- **THE PROBLEM**
For this exercise, write out only the lines of the entries below from the one with "TARGET = side branch" up to and including the one with "SAMPLE = x=292, y=89", exactly as they are. Pictures stay out.

Dataset records

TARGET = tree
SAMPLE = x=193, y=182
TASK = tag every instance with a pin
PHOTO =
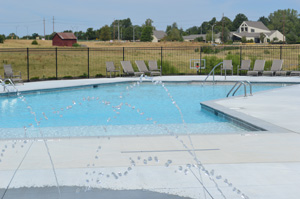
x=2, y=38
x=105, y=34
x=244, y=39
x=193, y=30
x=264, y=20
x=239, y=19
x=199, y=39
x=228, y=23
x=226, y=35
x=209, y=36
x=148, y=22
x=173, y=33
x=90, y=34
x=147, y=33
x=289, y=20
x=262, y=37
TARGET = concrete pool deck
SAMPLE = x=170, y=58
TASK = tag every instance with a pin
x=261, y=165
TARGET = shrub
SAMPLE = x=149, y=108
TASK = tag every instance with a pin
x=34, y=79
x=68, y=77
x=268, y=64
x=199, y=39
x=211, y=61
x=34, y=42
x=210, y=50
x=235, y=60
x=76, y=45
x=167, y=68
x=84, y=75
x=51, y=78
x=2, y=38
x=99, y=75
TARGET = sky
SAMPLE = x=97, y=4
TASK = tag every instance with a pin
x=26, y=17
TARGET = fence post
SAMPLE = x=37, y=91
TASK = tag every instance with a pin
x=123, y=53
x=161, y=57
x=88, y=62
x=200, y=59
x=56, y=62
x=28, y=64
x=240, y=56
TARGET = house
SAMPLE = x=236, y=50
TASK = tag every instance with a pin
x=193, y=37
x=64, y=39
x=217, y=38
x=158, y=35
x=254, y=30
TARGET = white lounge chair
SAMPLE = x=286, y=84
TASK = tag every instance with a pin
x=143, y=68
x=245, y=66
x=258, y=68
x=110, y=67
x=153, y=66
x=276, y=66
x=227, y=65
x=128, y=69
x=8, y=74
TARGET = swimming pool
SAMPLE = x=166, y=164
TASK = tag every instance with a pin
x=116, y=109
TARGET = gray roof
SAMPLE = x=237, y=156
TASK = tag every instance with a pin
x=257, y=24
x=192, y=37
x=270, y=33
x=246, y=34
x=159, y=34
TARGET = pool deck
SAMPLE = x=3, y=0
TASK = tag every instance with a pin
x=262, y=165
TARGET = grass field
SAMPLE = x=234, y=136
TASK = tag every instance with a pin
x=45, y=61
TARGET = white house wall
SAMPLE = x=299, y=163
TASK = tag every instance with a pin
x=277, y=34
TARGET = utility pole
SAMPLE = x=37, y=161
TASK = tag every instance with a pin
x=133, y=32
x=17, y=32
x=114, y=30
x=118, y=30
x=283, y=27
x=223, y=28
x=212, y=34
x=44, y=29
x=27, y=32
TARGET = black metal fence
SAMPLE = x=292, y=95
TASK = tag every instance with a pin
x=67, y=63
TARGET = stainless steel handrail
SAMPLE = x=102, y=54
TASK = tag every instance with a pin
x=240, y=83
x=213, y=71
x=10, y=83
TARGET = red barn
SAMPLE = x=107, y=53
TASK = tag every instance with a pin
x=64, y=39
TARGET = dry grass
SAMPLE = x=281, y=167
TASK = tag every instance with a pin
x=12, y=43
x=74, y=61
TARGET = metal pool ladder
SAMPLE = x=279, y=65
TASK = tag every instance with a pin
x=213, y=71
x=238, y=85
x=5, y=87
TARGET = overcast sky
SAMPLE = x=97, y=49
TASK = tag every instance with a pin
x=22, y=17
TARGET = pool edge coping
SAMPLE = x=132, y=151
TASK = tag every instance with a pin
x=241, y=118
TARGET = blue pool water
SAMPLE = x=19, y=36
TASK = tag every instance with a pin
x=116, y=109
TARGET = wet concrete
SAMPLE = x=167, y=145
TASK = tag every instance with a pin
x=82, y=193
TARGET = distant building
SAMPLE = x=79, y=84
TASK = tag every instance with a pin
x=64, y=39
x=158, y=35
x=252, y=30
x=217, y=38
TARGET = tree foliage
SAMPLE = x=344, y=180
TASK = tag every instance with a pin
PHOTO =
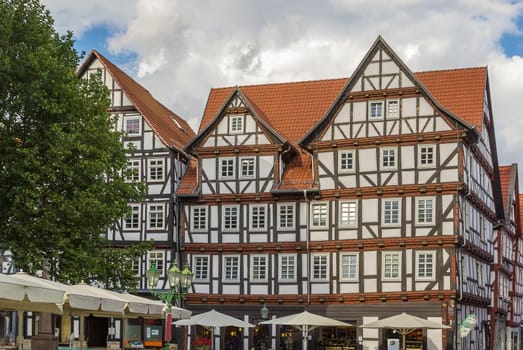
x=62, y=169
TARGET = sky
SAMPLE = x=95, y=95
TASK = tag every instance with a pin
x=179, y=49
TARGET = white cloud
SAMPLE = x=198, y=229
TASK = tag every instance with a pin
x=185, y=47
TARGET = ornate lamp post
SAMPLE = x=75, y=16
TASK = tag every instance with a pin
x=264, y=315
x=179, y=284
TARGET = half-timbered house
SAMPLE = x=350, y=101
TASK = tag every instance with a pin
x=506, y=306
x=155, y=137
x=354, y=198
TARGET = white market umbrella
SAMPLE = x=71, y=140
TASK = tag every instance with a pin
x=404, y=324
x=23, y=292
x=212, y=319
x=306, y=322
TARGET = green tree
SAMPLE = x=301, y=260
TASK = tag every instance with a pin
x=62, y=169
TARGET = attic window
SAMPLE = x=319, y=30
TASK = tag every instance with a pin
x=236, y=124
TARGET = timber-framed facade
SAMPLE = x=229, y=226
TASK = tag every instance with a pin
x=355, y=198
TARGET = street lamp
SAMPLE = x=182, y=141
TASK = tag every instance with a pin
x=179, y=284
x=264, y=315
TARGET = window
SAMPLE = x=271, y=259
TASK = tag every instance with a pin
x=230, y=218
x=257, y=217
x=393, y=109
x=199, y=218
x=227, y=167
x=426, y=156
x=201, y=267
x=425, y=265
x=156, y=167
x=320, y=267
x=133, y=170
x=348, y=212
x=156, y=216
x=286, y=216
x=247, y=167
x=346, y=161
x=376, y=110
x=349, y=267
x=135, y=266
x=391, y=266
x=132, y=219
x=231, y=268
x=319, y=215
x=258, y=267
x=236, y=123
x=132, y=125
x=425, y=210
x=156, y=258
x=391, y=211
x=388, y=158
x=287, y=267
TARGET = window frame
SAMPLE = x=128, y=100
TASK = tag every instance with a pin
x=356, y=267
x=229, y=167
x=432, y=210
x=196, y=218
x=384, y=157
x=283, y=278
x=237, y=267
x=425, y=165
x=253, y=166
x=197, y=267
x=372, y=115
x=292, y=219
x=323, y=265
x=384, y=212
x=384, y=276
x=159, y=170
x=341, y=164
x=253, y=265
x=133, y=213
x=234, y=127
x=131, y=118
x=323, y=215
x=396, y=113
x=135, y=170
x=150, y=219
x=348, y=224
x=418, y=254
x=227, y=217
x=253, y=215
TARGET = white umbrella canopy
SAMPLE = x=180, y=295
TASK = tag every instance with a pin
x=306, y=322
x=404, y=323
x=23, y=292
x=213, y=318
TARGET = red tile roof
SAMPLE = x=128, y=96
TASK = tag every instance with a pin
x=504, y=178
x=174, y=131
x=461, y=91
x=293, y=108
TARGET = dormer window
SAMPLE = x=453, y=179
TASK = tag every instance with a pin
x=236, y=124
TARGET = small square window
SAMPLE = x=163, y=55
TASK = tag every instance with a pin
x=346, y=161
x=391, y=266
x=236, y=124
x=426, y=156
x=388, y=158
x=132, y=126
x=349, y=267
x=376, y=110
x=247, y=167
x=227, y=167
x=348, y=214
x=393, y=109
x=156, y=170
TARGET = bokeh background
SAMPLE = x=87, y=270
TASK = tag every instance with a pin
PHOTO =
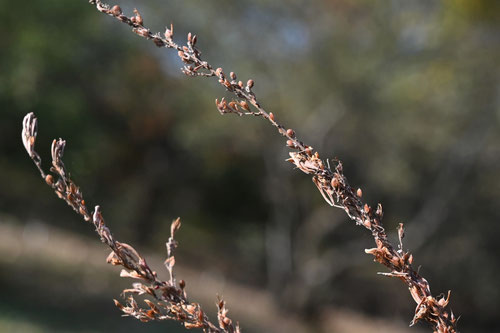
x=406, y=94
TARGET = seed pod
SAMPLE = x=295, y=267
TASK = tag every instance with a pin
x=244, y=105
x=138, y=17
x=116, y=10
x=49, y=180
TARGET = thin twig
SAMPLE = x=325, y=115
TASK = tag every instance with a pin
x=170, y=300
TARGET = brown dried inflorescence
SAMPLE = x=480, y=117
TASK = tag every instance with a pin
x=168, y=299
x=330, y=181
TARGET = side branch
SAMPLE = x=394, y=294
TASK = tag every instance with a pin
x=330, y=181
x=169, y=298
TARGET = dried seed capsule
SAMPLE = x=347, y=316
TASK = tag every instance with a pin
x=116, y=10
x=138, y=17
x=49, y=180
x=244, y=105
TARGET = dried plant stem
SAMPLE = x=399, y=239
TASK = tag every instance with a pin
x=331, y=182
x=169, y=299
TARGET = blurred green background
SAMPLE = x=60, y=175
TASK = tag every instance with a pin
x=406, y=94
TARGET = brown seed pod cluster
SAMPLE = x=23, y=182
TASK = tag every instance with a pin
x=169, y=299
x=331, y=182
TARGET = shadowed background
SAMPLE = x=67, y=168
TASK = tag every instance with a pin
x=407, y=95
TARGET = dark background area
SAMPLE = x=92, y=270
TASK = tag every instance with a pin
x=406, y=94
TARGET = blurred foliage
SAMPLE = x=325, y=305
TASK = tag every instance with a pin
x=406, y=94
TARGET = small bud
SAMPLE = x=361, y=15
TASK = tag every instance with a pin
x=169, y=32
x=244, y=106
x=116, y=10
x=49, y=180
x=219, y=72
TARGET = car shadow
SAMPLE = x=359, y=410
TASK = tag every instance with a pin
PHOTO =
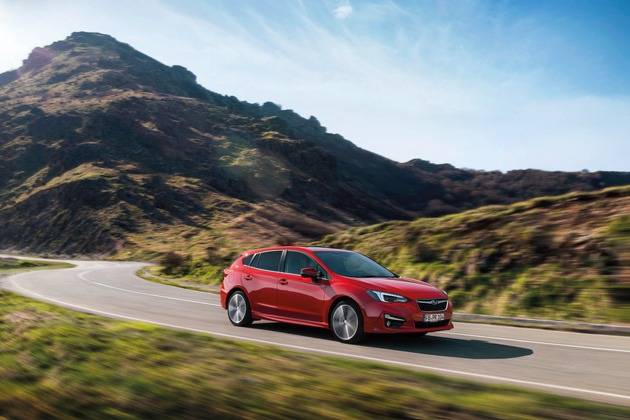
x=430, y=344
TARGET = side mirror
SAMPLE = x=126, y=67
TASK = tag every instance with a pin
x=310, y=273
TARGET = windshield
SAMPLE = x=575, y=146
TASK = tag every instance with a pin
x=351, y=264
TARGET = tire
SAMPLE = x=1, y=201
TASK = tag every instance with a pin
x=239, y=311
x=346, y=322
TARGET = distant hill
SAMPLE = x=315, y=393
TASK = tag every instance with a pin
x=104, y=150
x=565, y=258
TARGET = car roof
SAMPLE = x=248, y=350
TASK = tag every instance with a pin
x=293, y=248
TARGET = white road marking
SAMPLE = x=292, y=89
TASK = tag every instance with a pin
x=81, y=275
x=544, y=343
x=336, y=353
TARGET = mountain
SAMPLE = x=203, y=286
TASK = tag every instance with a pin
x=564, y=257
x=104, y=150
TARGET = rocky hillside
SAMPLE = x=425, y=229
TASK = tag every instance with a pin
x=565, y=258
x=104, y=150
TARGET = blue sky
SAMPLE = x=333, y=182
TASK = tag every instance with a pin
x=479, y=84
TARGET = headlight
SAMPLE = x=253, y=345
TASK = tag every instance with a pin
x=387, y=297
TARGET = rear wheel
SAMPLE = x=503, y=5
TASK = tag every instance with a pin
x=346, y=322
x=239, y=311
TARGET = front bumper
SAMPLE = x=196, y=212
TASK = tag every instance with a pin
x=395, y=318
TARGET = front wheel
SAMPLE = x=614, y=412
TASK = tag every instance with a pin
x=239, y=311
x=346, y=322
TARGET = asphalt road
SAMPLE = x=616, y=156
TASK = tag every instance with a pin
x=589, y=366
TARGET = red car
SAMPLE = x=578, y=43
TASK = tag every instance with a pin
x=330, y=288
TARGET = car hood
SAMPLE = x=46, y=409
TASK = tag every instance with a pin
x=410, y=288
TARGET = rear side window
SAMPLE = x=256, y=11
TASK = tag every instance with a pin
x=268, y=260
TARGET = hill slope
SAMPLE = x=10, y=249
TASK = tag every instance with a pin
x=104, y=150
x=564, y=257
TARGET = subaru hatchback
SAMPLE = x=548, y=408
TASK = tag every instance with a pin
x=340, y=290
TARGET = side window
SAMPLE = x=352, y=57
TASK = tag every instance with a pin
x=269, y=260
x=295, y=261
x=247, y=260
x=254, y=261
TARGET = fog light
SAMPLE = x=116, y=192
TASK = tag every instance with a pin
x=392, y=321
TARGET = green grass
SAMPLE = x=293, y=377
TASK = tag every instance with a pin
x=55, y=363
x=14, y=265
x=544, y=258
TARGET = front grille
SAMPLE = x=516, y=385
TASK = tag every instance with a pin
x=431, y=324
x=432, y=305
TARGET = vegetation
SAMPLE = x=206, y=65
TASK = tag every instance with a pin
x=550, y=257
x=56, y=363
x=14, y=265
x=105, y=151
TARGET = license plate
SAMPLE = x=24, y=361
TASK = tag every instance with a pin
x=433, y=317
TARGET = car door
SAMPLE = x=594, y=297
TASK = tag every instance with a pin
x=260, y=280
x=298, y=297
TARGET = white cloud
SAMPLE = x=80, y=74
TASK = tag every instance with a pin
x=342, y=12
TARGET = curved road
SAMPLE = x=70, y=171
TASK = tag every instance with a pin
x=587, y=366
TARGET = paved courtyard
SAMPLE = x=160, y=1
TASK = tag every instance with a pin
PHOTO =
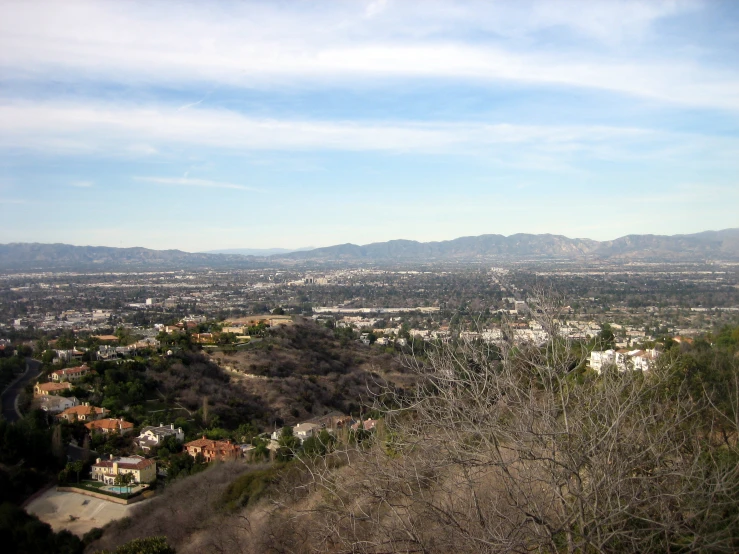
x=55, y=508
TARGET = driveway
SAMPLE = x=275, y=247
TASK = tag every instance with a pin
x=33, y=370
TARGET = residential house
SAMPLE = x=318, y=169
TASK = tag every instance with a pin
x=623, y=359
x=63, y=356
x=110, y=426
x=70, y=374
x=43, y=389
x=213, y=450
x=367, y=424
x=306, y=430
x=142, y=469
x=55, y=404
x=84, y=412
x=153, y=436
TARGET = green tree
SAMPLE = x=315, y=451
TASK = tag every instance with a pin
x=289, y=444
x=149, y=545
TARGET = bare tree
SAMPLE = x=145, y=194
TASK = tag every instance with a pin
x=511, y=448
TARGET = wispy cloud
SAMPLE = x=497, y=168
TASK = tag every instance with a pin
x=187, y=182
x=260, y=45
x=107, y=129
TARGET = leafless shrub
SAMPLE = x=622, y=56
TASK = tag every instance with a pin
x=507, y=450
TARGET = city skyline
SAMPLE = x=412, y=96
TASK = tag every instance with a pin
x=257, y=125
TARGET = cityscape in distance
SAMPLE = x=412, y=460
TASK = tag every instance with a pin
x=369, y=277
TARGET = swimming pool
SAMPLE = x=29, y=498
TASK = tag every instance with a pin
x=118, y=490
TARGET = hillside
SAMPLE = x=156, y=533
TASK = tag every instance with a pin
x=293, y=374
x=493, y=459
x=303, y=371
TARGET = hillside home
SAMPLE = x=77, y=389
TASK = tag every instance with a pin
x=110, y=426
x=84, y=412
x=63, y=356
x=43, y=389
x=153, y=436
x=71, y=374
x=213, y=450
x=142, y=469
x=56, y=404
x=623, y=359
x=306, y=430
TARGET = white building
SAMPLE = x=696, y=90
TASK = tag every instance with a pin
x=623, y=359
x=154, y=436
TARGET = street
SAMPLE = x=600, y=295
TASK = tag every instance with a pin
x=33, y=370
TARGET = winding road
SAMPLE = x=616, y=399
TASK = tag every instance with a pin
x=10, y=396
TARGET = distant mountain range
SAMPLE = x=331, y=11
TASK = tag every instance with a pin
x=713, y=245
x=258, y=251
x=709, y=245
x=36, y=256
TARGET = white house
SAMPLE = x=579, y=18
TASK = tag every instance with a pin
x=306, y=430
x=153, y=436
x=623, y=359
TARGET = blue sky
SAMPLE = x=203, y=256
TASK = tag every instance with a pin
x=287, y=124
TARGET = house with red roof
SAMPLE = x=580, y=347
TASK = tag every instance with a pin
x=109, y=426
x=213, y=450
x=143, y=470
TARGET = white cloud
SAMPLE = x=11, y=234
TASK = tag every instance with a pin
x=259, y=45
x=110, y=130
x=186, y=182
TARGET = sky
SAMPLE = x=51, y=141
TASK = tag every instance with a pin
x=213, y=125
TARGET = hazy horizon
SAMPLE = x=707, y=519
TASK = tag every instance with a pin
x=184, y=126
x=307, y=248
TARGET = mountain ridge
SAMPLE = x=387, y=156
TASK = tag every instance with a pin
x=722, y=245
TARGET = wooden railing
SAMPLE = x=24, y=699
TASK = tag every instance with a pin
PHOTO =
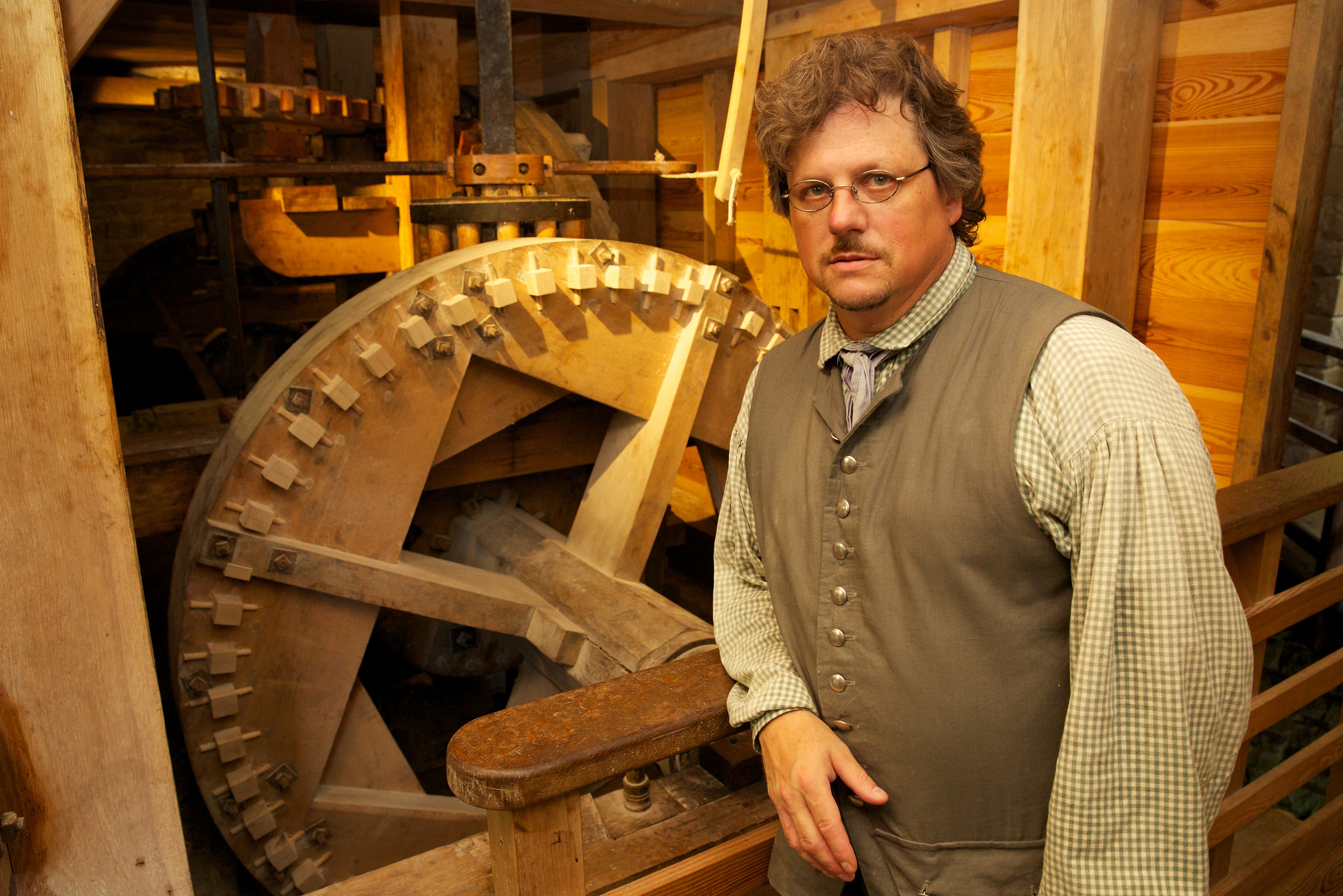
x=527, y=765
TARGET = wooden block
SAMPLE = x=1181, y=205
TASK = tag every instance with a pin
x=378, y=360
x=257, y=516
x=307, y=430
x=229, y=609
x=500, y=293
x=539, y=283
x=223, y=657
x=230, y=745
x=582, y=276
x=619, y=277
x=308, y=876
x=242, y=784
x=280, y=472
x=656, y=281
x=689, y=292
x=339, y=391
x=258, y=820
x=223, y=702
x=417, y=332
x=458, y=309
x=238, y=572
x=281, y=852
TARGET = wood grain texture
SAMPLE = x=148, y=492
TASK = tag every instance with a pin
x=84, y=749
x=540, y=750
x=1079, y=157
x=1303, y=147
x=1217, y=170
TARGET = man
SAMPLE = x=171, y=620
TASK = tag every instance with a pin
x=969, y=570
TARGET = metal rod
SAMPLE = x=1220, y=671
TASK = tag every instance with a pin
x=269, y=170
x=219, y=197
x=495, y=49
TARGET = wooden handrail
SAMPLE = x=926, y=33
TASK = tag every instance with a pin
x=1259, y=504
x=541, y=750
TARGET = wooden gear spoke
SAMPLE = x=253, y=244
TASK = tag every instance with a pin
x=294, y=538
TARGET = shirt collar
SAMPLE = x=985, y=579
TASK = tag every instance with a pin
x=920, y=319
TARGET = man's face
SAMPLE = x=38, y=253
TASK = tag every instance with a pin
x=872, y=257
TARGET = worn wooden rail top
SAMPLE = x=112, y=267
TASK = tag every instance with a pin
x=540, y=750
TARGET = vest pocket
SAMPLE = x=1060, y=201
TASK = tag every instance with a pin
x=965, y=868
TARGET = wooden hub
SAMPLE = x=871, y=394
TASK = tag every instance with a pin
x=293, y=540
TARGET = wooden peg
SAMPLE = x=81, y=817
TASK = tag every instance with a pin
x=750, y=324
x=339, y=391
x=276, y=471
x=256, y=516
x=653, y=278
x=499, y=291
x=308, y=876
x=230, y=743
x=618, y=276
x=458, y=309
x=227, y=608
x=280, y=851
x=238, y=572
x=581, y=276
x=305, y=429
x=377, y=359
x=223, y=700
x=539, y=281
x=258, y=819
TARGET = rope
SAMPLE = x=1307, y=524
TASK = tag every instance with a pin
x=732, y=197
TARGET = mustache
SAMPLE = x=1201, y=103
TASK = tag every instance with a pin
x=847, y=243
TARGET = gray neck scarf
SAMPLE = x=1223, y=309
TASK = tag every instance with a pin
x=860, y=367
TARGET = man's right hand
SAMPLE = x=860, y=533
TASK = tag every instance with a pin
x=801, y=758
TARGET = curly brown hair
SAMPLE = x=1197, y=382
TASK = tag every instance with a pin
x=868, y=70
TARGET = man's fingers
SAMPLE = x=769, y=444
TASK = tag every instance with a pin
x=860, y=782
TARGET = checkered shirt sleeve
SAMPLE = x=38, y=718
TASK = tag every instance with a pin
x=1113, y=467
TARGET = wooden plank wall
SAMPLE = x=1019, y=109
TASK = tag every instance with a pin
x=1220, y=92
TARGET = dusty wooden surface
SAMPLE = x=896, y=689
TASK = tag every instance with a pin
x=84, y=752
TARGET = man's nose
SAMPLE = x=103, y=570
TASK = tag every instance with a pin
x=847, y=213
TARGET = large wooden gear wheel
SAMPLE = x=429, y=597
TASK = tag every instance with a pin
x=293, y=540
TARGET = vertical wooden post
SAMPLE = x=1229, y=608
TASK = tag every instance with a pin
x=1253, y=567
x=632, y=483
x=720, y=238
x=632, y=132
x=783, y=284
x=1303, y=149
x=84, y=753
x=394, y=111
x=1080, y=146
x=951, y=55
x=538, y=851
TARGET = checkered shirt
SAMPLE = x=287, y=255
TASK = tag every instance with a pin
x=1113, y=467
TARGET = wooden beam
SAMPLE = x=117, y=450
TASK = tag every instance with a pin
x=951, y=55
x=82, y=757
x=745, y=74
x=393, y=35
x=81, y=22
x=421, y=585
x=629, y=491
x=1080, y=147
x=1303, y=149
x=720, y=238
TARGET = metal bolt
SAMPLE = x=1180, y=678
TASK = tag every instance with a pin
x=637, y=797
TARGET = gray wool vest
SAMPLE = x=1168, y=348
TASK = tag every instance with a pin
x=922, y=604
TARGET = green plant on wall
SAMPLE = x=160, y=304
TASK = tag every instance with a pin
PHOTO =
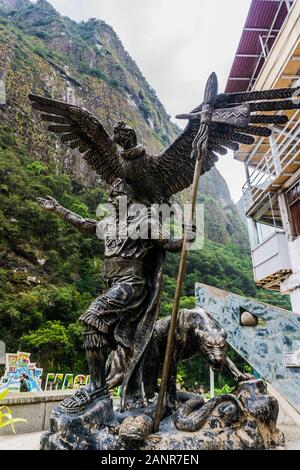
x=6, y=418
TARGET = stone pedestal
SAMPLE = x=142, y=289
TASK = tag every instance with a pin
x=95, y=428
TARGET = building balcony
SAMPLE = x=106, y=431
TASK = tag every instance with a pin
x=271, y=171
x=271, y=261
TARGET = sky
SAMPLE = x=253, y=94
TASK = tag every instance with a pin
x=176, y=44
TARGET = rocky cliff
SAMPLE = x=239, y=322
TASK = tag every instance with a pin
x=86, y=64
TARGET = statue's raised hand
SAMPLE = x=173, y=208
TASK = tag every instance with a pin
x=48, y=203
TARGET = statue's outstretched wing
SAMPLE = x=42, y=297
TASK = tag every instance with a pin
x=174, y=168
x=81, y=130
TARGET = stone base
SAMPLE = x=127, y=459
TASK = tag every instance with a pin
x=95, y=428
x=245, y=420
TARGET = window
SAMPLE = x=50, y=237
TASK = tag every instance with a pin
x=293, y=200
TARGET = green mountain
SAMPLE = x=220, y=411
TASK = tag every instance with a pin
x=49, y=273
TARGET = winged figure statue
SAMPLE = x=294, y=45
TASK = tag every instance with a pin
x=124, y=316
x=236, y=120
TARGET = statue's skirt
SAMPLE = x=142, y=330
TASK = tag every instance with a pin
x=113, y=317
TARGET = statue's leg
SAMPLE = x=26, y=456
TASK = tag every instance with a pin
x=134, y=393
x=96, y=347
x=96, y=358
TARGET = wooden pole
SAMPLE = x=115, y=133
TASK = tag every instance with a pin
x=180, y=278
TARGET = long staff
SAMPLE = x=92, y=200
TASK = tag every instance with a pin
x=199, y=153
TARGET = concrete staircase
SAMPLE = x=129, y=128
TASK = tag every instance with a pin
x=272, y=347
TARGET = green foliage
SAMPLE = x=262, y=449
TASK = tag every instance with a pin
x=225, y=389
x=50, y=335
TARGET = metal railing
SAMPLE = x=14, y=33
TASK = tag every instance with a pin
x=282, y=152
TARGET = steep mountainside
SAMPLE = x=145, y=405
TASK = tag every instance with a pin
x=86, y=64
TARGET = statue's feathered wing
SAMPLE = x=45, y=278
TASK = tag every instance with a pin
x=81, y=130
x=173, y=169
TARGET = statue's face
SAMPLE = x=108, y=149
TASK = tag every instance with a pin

- **OUTPUT FOR THIS EXERCISE**
TARGET = side branch
SAMPLE = x=394, y=294
TASK = tag every instance with a pin
x=330, y=181
x=169, y=298
TARGET = dried seed capsule
SAMPLE = x=347, y=316
TASK = tag every instance with a pin
x=116, y=10
x=138, y=17
x=49, y=180
x=244, y=105
TARGET = dried plant stem
SAMPLE = x=399, y=239
TASK = tag every instance with a pin
x=331, y=182
x=169, y=299
TARGET = blurred green background
SAMPLE = x=60, y=175
TASK = tag every instance with a pin
x=406, y=94
TARGET = brown seed pod cluster
SAMPLE = x=23, y=182
TASK = tag every instance with a pin
x=169, y=299
x=331, y=182
TARGET = shadowed background
SAMPLE = x=67, y=168
TASK = tag every instance with a pin
x=407, y=95
TARGET = dark background area
SAMPLE = x=92, y=270
TASK = tag every instance with a pin
x=406, y=94
TARGET = blurred foliage
SAMPLE = x=325, y=305
TASK = tag every instance with a pin
x=406, y=94
TARGET = small bud
SAMPLE = x=361, y=15
TASK = tag every instance with a pin
x=169, y=32
x=244, y=106
x=116, y=10
x=49, y=180
x=219, y=72
TARGET = car shadow
SAMPLE = x=359, y=410
TASK = tag every instance with a pin
PHOTO =
x=430, y=344
TARGET = side mirror
SAMPLE = x=126, y=67
TASK = tag every instance with a pin
x=310, y=273
TARGET = windshield
SAMPLE = x=575, y=146
TASK = tag every instance with a pin
x=351, y=264
TARGET = tire
SAMPLE = x=1, y=201
TASK = tag every instance with a pin
x=239, y=311
x=346, y=322
TARGET = distant hill
SAMPLE = x=315, y=393
TASK = tag every instance with a pin
x=104, y=150
x=565, y=258
TARGET = car roof
SAMPLE = x=248, y=350
TASK = tag every instance with a pin
x=293, y=248
TARGET = white road marking
SAMPLE = x=292, y=89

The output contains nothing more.